_Written exercise a_.
In the records, swap "window" for "pane" from the line with "it for rectangular" up to and including the line with "0 615 288 731". Give back only those lines, with everything else left as it is.

_Passage provided_.
* Begin *

Handling memory usage for big calculation in python

Question

I am trying to do some calculations with python, where I ran out of memory. Therefore, I want to read/write a file in order to free memory. I need a something like a very big list object, so I thought writing a line for each object in the file and read/write to that lines instead of to memory. Line ordering is important for me since I will use line numbers as index. So I was wondering how I can replace lines in python, without moving around other lines (Actually, it is fine to move lines, as long as they return back to where I expect them to be).

Edit

I am trying to help a friend, which is worse than or equal to me in python. This code supposed to find biggest prime number, that divides given non-prime number. This code works for numbers until the numbers like 1 million, but after dead, my memory gets exhausted while trying to make numbers list.

# a comes from a user input
primes_upper_limit = (a+1) / 2
counter = 3L
numbers = list()
while counter <= primes_upper_limit:
    numbers.append(counter)
    counter += 2L

counter=3
i=0
half = (primes_upper_limit + 1) / 2 - 1
root = primes_upper_limit ** 0.5
while counter < root:
    if numbers[i]:
        j = int((counter*counter - 3) / 2)
        numbers[j] = 0
        while j < half:
            numbers[j] = 0
            j += counter
    i += 1
    counter = 2*i + 3
primes = [2] + [num for num in numbers if num]
for numb in reversed(primes):
    if a % numb == 0:
        print numb
        break

Another Edit

What about wrinting different files for each index? for example a billion of files with long integer filenames, and just a number inside of the file?

* End *

_Written exercise b_.
Output the part of the Python memory usage question from "I am trying to do" up to and including "them to be).", character for character.

_Task input_.

* Begin *

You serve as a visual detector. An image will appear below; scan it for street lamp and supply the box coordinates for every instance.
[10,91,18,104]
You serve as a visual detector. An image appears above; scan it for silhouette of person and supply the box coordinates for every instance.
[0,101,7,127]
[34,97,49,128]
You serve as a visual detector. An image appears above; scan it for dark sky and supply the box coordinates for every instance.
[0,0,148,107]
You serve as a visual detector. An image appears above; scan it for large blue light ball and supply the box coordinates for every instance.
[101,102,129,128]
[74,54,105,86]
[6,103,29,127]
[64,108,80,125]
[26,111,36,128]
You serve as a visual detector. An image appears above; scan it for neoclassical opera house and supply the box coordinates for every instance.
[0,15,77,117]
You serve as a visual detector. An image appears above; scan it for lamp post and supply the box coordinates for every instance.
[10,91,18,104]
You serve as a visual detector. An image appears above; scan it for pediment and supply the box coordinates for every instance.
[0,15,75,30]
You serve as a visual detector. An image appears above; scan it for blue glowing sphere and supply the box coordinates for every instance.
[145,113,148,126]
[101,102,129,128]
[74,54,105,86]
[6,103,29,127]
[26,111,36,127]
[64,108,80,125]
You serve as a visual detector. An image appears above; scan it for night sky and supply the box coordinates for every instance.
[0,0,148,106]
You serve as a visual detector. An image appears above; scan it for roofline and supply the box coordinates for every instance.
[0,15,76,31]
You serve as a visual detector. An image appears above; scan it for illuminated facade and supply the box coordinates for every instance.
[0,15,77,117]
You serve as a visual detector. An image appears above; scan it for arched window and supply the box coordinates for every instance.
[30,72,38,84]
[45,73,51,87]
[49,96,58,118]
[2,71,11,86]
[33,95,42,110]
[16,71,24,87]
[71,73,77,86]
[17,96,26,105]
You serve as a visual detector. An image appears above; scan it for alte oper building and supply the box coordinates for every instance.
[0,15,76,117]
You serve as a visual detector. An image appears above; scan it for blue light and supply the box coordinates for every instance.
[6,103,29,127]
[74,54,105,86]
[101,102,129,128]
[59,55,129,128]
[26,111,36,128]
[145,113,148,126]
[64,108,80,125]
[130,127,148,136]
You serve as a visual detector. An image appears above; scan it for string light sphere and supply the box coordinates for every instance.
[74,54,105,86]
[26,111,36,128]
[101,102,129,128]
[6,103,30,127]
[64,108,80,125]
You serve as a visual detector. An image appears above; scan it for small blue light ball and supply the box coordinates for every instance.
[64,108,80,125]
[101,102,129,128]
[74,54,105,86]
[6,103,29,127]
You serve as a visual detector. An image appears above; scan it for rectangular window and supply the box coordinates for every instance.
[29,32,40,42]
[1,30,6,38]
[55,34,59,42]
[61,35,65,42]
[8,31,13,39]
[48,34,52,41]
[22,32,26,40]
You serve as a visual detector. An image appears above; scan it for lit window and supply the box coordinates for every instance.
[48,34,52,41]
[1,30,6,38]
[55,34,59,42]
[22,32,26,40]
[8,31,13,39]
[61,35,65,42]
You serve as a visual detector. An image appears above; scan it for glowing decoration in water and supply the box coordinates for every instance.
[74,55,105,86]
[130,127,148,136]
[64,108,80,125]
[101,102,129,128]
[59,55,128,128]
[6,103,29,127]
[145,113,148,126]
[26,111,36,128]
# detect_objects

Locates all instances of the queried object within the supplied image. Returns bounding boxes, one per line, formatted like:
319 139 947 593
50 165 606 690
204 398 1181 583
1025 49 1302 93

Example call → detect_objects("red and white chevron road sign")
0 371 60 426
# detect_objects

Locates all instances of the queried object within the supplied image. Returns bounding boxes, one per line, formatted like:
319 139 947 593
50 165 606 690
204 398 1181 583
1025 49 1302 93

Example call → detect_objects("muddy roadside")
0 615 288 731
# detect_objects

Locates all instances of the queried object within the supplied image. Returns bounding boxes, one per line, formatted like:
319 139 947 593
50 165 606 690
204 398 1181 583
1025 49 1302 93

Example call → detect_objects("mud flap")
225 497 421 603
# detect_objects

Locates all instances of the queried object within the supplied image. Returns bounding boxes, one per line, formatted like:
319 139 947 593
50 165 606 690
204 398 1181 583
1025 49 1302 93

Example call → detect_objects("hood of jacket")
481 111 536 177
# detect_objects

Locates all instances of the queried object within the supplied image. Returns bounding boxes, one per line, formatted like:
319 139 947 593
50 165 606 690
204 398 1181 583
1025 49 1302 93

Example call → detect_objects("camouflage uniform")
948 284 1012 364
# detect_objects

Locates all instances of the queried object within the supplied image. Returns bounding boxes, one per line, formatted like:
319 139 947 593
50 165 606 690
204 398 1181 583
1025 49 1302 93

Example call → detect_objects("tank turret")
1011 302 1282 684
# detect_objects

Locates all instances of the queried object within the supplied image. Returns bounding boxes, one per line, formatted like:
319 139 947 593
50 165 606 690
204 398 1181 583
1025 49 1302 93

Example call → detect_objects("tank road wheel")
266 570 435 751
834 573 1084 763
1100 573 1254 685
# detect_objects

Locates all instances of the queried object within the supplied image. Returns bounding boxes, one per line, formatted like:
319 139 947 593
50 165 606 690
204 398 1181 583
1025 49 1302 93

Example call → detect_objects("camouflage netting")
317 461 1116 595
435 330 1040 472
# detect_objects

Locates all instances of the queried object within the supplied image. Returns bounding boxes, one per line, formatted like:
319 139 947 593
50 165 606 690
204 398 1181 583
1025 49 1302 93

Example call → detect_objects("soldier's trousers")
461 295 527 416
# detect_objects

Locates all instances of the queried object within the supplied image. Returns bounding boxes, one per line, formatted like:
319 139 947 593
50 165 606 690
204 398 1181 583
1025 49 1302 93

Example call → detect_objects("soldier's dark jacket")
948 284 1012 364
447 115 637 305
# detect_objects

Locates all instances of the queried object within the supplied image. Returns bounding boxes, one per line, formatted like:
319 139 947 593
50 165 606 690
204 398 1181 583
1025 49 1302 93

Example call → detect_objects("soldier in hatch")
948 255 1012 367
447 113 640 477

* End *

_Correct answer a_.
You serve as a visual detector. An image appears above; scan it for rectangular pane and supply the box coordinates for every instance.
[29,32,40,42]
[1,30,6,38]
[55,34,59,42]
[61,35,65,42]
[8,31,13,39]
[48,34,52,41]
[22,32,26,40]
You serve as a visual detector. An image appears above; scan it for lit pane and supply the box coordinates for every instance.
[48,34,52,41]
[1,30,6,38]
[55,34,59,42]
[22,32,26,40]
[8,31,13,39]
[61,35,65,42]
You serve as a visual detector. An image appears above; scan it for glowing decoration in water and supply the box coordinates for every instance.
[74,55,105,86]
[130,127,148,136]
[64,108,80,125]
[101,102,129,128]
[59,55,128,128]
[6,103,29,127]
[145,113,148,126]
[26,111,36,128]
# detect_objects

Locates all instances of the queried object within the supplied image. Returns bounding boxes, one per line, formatted like:
319 139 947 593
50 165 606 690
204 398 1181 583
1025 49 1302 93

Example call → detect_objects("red and white chevron road sign")
0 371 60 426
# detect_objects

Locates all instances of the queried object within the supplied image. Returns bounding boxes, one per line, formatted like:
319 139 947 593
50 165 606 690
204 398 1181 583
1025 49 1302 93

Example call → detect_objects("muddy roadside")
0 615 288 731

_Correct answer b_.
I am trying to do some calculations with python, where I ran out of memory. Therefore, I want to read/write a file in order to free memory. I need a something like a very big list object, so I thought writing a line for each object in the file and read/write to that lines instead of to memory. Line ordering is important for me since I will use line numbers as index. So I was wondering how I can replace lines in python, without moving around other lines (Actually, it is fine to move lines, as long as they return back to where I expect them to be).